(A block of data)
## Begin

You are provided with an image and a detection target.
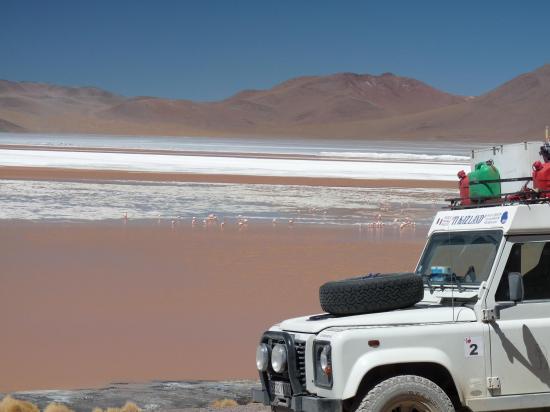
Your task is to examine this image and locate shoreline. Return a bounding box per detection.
[0,166,458,190]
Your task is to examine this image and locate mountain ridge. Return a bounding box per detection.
[0,64,550,140]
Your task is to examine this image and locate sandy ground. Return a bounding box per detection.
[0,166,458,189]
[0,380,270,412]
[0,221,422,392]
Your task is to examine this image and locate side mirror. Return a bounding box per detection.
[508,272,523,302]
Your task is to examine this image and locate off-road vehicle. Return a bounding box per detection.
[253,144,550,412]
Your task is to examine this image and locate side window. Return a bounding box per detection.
[495,242,550,301]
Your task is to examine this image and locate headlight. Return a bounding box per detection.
[256,343,269,372]
[313,341,332,388]
[271,344,286,373]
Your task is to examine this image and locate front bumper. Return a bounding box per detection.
[252,389,342,412]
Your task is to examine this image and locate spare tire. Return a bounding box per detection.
[319,273,424,315]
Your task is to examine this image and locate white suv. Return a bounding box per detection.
[253,202,550,412]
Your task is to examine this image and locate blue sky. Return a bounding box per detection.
[0,0,550,100]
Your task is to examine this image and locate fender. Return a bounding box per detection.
[342,347,464,402]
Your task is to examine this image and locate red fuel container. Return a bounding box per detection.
[457,170,471,205]
[533,160,550,197]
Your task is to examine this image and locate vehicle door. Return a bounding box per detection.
[489,236,550,395]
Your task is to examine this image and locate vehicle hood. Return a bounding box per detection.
[278,304,476,333]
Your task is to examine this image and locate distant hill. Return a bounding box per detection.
[0,65,550,141]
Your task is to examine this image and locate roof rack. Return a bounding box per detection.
[444,177,550,210]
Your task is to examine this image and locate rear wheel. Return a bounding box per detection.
[357,375,455,412]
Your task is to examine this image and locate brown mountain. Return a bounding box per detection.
[0,65,550,140]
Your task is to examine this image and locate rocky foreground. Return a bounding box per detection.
[0,381,269,412]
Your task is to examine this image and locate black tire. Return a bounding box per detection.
[357,375,455,412]
[319,273,424,315]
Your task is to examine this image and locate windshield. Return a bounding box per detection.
[416,230,502,286]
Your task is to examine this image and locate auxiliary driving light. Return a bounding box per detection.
[256,343,269,372]
[271,343,286,373]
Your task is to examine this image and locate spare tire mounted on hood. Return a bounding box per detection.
[319,273,424,315]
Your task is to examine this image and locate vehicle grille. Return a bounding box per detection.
[294,340,306,390]
[268,339,306,391]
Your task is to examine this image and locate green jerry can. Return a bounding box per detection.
[468,160,500,202]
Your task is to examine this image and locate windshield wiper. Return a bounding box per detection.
[422,273,466,295]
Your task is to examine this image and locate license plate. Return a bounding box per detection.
[272,381,291,398]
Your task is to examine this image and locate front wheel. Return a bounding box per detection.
[357,375,455,412]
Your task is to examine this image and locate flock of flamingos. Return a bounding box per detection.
[122,207,416,232]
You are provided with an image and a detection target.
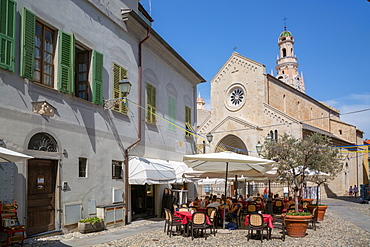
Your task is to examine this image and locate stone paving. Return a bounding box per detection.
[26,197,370,247]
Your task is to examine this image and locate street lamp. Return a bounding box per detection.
[203,132,213,154]
[256,141,263,156]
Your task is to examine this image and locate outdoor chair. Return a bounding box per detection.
[165,208,182,237]
[247,204,257,214]
[178,207,189,212]
[190,212,207,240]
[310,207,318,231]
[188,206,198,212]
[207,208,217,236]
[286,204,295,213]
[272,200,284,214]
[268,216,286,241]
[247,213,269,242]
[301,201,310,212]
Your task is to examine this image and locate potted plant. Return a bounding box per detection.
[264,133,341,237]
[78,217,105,233]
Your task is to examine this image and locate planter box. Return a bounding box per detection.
[285,215,312,238]
[307,205,328,221]
[78,221,105,233]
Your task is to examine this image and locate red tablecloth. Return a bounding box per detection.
[244,214,274,228]
[174,211,212,225]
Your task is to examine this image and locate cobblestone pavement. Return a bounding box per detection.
[26,197,370,247]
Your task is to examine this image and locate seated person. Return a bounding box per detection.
[189,197,200,208]
[200,196,210,208]
[245,194,254,202]
[207,198,222,209]
[226,199,241,222]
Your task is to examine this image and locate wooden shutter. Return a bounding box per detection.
[168,96,176,131]
[92,51,103,105]
[58,31,73,93]
[113,63,128,114]
[0,0,17,72]
[146,83,157,124]
[185,106,191,136]
[20,7,36,80]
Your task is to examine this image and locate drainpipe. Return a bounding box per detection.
[124,26,150,224]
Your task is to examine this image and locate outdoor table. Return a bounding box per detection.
[174,211,212,237]
[244,214,274,229]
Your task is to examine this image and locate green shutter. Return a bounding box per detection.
[0,0,17,72]
[58,31,72,93]
[20,7,36,80]
[168,96,176,131]
[92,51,103,105]
[185,106,191,136]
[146,83,157,124]
[70,34,76,95]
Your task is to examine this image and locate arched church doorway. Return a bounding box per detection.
[215,134,248,155]
[27,132,58,235]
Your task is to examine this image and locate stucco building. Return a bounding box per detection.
[0,0,204,235]
[197,29,367,198]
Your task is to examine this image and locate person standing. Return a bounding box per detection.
[353,185,358,198]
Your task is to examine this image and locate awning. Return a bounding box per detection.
[147,159,199,183]
[129,157,176,185]
[0,147,33,162]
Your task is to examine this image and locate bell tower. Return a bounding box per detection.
[275,27,306,93]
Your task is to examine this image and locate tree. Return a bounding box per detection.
[264,133,342,212]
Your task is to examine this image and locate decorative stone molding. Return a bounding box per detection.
[32,101,57,117]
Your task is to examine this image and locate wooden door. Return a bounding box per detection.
[27,159,57,235]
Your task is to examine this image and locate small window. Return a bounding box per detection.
[78,158,87,178]
[185,106,192,136]
[75,45,91,100]
[112,161,122,179]
[146,83,157,124]
[33,22,55,87]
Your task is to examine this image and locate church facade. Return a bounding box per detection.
[197,29,367,196]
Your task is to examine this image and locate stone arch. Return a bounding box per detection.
[215,134,248,155]
[28,132,58,152]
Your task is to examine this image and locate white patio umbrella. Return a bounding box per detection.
[0,147,33,162]
[183,151,275,229]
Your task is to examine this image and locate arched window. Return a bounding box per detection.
[275,130,278,142]
[28,132,58,152]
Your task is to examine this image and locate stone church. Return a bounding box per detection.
[197,28,367,196]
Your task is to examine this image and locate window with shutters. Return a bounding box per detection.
[0,0,16,72]
[113,63,128,114]
[146,83,157,124]
[33,22,55,87]
[185,106,192,136]
[78,158,87,178]
[168,96,176,131]
[74,45,91,101]
[112,161,122,179]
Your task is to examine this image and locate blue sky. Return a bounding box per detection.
[141,0,370,139]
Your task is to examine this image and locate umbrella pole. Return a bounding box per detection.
[222,162,229,230]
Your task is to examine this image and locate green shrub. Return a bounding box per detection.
[78,217,103,224]
[286,212,312,216]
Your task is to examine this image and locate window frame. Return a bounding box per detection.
[33,20,57,88]
[112,160,123,179]
[78,157,88,178]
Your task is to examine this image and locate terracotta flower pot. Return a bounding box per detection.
[307,205,328,221]
[285,215,312,238]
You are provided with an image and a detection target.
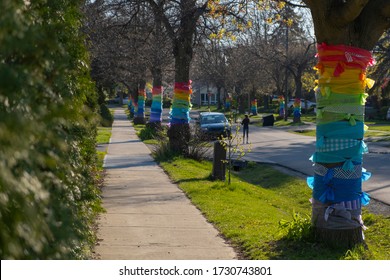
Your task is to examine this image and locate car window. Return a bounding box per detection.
[201,115,226,124]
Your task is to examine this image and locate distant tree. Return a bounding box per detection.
[302,0,390,245]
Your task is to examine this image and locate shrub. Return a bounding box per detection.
[0,0,100,259]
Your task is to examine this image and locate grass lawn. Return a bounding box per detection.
[160,158,390,260]
[96,126,111,171]
[96,126,111,144]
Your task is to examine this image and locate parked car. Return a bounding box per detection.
[287,99,317,109]
[197,112,231,139]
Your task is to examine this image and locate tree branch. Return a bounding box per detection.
[329,0,370,26]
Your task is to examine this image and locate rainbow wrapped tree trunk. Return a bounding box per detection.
[225,96,232,110]
[293,98,302,123]
[251,99,257,116]
[168,81,192,154]
[134,88,146,124]
[127,94,134,118]
[308,44,374,246]
[279,96,285,118]
[149,86,163,124]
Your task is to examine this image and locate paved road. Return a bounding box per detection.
[164,110,390,205]
[242,119,390,205]
[95,109,237,260]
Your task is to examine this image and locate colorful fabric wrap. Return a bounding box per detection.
[131,97,138,115]
[225,97,231,110]
[293,98,301,118]
[251,99,257,115]
[127,97,134,114]
[170,81,192,125]
[279,96,284,117]
[149,86,163,122]
[137,89,146,118]
[307,44,374,209]
[307,163,371,205]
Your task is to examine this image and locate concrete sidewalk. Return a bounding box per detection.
[95,108,237,260]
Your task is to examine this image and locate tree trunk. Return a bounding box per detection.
[168,27,195,154]
[148,65,163,129]
[304,0,390,246]
[134,80,146,124]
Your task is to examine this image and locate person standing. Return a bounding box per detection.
[241,115,250,144]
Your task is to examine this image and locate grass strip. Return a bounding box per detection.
[160,158,390,260]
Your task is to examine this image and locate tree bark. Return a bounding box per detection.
[304,0,390,247]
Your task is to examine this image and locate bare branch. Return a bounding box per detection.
[329,0,370,26]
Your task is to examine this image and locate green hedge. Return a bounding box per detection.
[0,0,100,259]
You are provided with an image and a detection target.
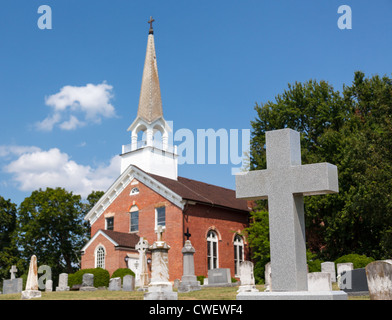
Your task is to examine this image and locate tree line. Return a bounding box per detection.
[0,188,104,281]
[248,71,392,280]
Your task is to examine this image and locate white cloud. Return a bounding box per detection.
[0,147,120,198]
[36,82,116,131]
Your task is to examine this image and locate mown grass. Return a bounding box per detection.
[0,285,369,300]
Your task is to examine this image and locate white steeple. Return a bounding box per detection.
[121,17,178,180]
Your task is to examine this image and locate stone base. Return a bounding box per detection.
[144,282,178,300]
[79,286,97,291]
[237,291,347,300]
[178,281,201,293]
[22,290,41,299]
[237,285,259,293]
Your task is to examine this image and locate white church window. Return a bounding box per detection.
[129,187,139,196]
[207,230,218,270]
[234,234,244,276]
[155,207,166,229]
[130,206,139,232]
[95,246,105,269]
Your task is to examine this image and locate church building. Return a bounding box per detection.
[81,19,251,281]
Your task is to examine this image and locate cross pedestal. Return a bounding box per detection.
[236,129,348,299]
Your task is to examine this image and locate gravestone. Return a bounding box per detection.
[178,238,201,293]
[321,261,336,282]
[135,237,150,290]
[79,273,97,291]
[144,226,178,300]
[56,273,69,291]
[336,262,354,289]
[236,129,347,299]
[123,274,135,291]
[340,268,369,295]
[108,277,121,291]
[237,261,259,293]
[208,268,235,287]
[264,262,272,291]
[45,279,53,292]
[308,272,332,291]
[366,260,392,300]
[3,266,23,294]
[21,255,41,299]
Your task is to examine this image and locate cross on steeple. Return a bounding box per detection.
[184,228,191,240]
[147,17,155,34]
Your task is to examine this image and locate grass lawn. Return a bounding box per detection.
[0,285,369,300]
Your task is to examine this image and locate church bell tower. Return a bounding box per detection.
[121,17,178,180]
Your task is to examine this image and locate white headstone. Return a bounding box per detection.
[237,261,259,292]
[236,129,347,299]
[22,255,41,299]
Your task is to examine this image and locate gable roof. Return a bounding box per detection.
[149,174,249,211]
[84,165,249,224]
[81,229,139,251]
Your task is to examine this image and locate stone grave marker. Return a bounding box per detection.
[123,274,135,291]
[237,261,259,292]
[236,129,347,299]
[56,273,69,291]
[108,277,121,291]
[366,260,392,300]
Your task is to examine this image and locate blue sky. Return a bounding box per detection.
[0,0,392,204]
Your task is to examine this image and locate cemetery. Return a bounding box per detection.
[0,6,392,304]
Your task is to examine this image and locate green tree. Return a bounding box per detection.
[251,72,392,260]
[17,188,86,274]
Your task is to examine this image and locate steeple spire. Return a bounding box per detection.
[132,17,163,123]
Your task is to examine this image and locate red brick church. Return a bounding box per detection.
[81,20,250,280]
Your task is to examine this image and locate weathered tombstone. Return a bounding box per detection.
[45,280,53,292]
[79,273,97,291]
[144,226,178,300]
[237,261,259,292]
[321,261,336,282]
[3,266,23,294]
[366,260,392,300]
[10,265,18,280]
[3,278,23,294]
[178,238,201,293]
[340,268,369,295]
[236,129,347,299]
[135,237,150,290]
[108,277,121,291]
[264,262,272,291]
[21,255,41,299]
[308,272,332,291]
[336,262,354,289]
[56,273,69,291]
[208,268,232,287]
[123,274,135,291]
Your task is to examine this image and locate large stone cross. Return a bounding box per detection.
[10,265,18,280]
[236,129,339,291]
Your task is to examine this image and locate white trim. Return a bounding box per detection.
[84,165,185,225]
[81,230,118,252]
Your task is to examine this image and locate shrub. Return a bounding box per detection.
[110,268,135,281]
[68,268,110,288]
[335,253,374,269]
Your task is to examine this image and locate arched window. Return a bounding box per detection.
[234,234,244,276]
[95,246,105,269]
[207,230,218,270]
[129,187,139,196]
[129,206,139,232]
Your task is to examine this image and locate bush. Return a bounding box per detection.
[335,253,374,269]
[68,268,110,288]
[110,268,135,281]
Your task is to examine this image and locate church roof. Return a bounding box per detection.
[147,173,249,211]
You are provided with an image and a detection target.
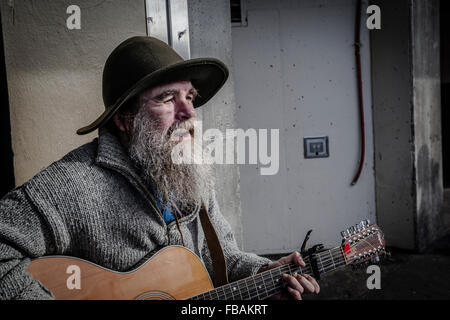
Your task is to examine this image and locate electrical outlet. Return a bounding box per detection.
[303,137,330,159]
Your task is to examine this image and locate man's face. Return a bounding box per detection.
[121,81,214,206]
[135,81,197,142]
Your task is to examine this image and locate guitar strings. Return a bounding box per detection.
[192,247,345,299]
[191,247,346,299]
[196,241,382,299]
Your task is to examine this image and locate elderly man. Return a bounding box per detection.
[0,37,319,299]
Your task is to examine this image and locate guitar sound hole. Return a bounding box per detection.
[135,290,175,300]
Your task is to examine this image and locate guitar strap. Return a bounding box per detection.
[199,201,228,288]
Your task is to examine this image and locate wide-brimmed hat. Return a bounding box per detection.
[77,36,228,135]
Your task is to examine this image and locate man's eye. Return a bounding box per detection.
[163,96,174,103]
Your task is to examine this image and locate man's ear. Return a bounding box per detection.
[113,113,128,133]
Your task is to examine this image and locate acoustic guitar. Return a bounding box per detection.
[28,220,385,300]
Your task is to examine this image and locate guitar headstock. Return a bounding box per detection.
[341,220,386,266]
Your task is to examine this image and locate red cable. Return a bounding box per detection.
[351,0,366,186]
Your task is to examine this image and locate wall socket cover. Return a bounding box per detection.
[303,137,330,159]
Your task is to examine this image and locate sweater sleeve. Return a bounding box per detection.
[204,191,271,282]
[0,187,59,300]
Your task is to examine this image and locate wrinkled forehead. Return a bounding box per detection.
[141,80,194,98]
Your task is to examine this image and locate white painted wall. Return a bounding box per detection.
[232,0,375,254]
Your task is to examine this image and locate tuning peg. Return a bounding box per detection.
[370,257,380,264]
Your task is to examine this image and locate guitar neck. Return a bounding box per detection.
[188,247,346,300]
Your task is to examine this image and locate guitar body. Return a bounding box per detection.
[27,246,213,300]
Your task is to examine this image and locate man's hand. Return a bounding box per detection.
[259,251,320,300]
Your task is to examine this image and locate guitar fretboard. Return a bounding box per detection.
[188,247,346,300]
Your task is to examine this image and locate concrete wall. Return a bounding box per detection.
[1,0,146,185]
[232,0,376,254]
[411,0,443,250]
[371,0,443,250]
[371,0,416,249]
[189,0,243,246]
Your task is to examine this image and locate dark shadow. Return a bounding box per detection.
[0,7,15,198]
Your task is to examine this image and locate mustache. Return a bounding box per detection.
[167,118,195,137]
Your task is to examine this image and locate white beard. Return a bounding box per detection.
[128,108,214,210]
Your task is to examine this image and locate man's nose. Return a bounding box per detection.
[175,99,196,121]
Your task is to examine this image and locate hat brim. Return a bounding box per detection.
[77,58,228,135]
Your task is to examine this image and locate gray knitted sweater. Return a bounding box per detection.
[0,130,270,299]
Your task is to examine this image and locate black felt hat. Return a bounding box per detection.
[77,36,228,135]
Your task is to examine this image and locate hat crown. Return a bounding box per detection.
[103,36,184,107]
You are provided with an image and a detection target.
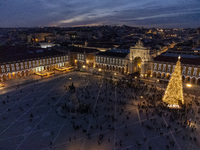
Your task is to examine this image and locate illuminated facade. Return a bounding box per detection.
[152,55,200,85]
[0,47,69,81]
[163,56,184,108]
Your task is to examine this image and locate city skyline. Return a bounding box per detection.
[0,0,200,28]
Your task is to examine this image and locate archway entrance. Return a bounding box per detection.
[134,57,142,73]
[182,76,185,82]
[191,77,196,84]
[197,78,200,85]
[186,77,190,83]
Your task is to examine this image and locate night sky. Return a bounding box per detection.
[0,0,200,28]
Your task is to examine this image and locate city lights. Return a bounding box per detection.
[186,84,192,87]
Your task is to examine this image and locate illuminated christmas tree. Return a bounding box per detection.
[163,56,184,108]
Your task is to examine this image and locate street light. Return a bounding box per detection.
[186,83,192,87]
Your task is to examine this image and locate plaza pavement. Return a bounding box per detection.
[0,72,200,150]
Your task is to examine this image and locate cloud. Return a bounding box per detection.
[0,0,200,27]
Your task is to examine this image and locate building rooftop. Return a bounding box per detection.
[96,51,129,58]
[0,46,64,64]
[69,47,99,53]
[154,55,200,65]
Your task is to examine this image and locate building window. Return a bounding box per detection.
[193,68,197,76]
[163,64,166,72]
[16,66,19,70]
[188,67,192,75]
[154,63,157,70]
[182,66,186,74]
[167,65,171,72]
[6,67,10,72]
[172,65,175,72]
[122,59,124,65]
[158,64,162,70]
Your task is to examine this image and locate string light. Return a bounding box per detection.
[163,56,184,108]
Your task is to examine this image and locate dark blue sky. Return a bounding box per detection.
[0,0,200,27]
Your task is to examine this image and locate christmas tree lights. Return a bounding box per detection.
[162,56,184,108]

## End

• [Work instructions]: Can you turn the lines of the data above, starting at the line containing "Your task is to examine this image and locate guitar strings." and ending at the line containing "[0,37,319,299]", into a Markdown table with the columns Row and Line, one numbered row per line and blank lines left out?

• [Result of the exercise]:
| Row | Line |
|---|---|
| 1 | Your task is to examine this image and locate guitar strings. Return a bounding box per detection. |
| 2 | [192,247,345,299] |
| 3 | [191,247,346,299] |
| 4 | [196,241,382,299] |
| 5 | Your task is to examine this image and locate elderly man. Return a bounding box per detection. |
| 6 | [0,37,319,299] |